Entries from a dataset:
################
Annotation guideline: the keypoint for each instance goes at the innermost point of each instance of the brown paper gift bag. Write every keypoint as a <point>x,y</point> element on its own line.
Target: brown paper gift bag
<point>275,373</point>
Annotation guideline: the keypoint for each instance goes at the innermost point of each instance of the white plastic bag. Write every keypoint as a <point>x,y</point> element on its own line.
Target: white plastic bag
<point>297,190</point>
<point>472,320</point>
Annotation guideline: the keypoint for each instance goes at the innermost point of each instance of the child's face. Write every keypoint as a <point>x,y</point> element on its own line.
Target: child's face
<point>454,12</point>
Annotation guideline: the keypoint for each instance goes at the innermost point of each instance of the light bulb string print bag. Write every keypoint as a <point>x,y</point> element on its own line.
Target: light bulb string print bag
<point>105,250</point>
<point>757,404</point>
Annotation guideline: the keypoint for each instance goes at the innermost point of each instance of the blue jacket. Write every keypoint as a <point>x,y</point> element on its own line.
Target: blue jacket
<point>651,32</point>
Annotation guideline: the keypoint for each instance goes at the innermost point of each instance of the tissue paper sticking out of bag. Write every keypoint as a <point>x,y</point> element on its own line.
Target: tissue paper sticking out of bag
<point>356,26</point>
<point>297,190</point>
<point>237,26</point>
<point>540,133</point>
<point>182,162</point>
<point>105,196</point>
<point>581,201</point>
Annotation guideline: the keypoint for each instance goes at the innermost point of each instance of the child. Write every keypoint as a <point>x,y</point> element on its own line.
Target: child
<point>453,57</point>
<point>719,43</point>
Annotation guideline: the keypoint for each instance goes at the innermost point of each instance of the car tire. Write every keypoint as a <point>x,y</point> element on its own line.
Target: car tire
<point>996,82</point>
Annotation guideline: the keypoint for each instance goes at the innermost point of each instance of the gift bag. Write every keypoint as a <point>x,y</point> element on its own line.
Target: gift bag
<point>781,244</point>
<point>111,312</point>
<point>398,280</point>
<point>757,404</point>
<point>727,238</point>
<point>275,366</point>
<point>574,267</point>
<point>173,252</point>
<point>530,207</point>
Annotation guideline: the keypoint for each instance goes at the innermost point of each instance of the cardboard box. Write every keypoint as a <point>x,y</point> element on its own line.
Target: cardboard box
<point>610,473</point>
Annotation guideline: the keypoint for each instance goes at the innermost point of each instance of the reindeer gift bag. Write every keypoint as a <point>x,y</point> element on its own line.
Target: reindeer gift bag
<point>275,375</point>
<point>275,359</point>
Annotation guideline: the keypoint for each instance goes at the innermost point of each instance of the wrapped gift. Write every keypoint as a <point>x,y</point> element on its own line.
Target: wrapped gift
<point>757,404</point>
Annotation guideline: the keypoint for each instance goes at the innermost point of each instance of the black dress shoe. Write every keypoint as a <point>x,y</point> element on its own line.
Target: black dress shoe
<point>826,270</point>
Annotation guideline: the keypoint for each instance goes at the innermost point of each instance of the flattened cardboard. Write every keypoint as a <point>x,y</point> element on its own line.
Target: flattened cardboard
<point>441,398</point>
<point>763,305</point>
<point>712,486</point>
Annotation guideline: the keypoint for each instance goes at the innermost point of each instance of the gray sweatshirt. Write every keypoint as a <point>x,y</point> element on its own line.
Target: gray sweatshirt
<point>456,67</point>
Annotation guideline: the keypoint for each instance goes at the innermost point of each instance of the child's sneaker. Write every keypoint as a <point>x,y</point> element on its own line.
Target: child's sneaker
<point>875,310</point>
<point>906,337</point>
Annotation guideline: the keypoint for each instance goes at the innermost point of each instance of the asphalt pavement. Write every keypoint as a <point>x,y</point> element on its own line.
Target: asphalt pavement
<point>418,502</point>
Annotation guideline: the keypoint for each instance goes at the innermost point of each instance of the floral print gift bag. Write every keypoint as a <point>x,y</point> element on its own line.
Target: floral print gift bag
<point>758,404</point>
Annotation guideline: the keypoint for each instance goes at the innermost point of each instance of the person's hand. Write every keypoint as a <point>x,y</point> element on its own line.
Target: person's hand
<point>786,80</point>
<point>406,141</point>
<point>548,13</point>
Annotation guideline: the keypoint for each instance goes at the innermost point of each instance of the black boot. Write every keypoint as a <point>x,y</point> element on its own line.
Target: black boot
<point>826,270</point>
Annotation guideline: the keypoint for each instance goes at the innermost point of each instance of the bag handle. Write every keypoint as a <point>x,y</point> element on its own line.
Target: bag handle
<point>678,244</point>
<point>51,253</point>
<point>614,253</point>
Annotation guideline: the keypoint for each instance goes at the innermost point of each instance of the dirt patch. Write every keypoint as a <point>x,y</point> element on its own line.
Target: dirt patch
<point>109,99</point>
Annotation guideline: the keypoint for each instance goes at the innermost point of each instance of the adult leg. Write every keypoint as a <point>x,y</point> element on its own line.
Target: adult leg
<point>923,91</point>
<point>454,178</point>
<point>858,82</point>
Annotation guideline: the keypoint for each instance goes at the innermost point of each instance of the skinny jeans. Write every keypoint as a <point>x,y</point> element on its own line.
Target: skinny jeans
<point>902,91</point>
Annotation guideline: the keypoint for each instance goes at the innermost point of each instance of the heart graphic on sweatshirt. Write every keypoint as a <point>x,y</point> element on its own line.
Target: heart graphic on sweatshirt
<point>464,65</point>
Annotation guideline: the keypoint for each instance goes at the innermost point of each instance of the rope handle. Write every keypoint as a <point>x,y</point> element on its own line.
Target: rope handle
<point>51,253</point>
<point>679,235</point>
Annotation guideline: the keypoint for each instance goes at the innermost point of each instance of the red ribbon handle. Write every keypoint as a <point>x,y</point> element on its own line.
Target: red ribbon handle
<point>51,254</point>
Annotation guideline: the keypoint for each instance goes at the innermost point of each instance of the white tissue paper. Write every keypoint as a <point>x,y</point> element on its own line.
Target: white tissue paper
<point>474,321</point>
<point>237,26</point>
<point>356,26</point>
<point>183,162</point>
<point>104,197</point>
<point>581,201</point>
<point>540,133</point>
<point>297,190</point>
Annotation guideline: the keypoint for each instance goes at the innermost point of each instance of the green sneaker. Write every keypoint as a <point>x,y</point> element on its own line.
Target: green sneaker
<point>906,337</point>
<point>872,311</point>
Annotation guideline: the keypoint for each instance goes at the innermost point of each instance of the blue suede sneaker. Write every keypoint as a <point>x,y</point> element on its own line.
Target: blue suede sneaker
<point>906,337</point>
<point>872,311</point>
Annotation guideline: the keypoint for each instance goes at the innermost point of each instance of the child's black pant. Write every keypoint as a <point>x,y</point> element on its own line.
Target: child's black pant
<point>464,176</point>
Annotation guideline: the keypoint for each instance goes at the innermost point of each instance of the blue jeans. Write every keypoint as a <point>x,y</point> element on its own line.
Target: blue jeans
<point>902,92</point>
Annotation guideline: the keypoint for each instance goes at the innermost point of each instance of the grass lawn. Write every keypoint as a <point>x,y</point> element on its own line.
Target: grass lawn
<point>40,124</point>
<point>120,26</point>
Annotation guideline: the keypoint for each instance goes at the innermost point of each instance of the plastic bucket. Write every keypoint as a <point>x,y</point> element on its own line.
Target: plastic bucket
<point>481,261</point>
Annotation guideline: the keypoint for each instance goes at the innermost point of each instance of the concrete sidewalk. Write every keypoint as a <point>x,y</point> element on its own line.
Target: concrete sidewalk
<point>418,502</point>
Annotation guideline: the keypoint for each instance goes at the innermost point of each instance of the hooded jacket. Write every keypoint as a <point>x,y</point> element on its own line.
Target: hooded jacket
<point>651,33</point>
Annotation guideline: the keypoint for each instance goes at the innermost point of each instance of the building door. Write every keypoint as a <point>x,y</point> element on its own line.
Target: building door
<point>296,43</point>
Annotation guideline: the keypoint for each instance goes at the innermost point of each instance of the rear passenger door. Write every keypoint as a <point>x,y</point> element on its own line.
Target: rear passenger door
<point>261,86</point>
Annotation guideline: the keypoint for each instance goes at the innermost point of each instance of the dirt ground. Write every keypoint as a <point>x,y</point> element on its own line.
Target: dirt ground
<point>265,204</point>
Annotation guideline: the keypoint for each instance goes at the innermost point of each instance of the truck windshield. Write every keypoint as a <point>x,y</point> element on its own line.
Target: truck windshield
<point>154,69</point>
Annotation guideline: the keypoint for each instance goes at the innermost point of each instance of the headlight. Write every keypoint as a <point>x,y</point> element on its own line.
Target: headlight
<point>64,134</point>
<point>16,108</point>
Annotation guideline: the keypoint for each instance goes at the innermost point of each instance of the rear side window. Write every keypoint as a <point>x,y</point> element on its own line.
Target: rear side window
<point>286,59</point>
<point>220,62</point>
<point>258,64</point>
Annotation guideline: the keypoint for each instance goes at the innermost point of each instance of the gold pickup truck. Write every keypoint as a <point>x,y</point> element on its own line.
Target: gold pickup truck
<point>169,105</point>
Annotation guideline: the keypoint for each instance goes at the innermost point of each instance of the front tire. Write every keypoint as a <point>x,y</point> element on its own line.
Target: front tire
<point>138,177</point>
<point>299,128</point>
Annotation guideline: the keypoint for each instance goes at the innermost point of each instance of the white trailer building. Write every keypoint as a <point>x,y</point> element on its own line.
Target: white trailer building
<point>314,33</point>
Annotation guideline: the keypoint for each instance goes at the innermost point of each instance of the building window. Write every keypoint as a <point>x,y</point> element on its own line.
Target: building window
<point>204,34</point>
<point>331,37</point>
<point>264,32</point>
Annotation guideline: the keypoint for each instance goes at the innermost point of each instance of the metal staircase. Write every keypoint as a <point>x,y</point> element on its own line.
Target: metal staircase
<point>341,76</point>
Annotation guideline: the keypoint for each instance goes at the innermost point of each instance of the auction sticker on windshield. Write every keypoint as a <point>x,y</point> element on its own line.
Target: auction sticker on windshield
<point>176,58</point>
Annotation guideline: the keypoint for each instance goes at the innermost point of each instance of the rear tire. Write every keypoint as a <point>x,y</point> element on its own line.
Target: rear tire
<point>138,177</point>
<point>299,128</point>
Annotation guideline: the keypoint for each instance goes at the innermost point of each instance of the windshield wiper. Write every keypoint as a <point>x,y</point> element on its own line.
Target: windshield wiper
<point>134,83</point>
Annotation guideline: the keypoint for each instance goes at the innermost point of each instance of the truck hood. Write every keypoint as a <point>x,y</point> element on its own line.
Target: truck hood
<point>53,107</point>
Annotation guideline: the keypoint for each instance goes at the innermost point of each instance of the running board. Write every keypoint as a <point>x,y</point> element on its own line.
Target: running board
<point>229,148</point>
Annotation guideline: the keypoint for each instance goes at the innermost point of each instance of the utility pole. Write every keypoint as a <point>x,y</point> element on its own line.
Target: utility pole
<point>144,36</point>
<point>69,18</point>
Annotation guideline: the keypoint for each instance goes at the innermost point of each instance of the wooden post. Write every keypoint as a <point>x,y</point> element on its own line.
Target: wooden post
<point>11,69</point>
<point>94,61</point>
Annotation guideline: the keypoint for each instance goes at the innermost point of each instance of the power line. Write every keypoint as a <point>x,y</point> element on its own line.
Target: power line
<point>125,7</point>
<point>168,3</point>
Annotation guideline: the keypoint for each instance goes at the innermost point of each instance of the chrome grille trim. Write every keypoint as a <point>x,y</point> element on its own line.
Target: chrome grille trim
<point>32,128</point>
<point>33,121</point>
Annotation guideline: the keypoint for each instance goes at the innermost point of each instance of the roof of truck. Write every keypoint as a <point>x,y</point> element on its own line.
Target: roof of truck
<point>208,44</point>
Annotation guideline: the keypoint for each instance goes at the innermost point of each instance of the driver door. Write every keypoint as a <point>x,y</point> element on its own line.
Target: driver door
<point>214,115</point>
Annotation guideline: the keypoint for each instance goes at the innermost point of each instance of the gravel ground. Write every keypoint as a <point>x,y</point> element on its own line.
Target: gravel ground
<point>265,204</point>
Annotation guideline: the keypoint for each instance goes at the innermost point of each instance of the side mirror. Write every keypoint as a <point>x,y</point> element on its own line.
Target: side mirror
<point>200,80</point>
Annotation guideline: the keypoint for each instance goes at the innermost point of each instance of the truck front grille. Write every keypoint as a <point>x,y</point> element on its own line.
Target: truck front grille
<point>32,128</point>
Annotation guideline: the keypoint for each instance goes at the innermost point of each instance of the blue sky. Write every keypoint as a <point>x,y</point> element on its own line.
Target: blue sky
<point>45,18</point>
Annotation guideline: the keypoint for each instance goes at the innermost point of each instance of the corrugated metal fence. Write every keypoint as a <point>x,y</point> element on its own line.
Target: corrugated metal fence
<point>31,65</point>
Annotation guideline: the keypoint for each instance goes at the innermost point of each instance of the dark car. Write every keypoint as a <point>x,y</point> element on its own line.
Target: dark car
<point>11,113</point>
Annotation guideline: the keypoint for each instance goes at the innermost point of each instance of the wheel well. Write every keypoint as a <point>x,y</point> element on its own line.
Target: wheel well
################
§ **SET EXERCISE**
Output the lines from the line containing "of the corrugated" to the end, both included; add nothing.

§ **TASK SOLUTION**
Annotation guideline: the keypoint for each instance goes at the innermost point of each instance of the corrugated metal fence. Write every keypoint as a <point>x,y</point> element on its own line.
Target: corrugated metal fence
<point>31,65</point>
Annotation guideline: the keypoint for each instance goes at the innermost point of each instance of the dark car. Write every keypoint as a <point>x,y</point> element on its own line.
Target: dark car
<point>11,113</point>
Annotation guideline: the keypoint for each instance goes at the innermost point of each instance of the wheel well. Write every keypoint as a <point>x,y</point> element on its own line.
Target: wheel well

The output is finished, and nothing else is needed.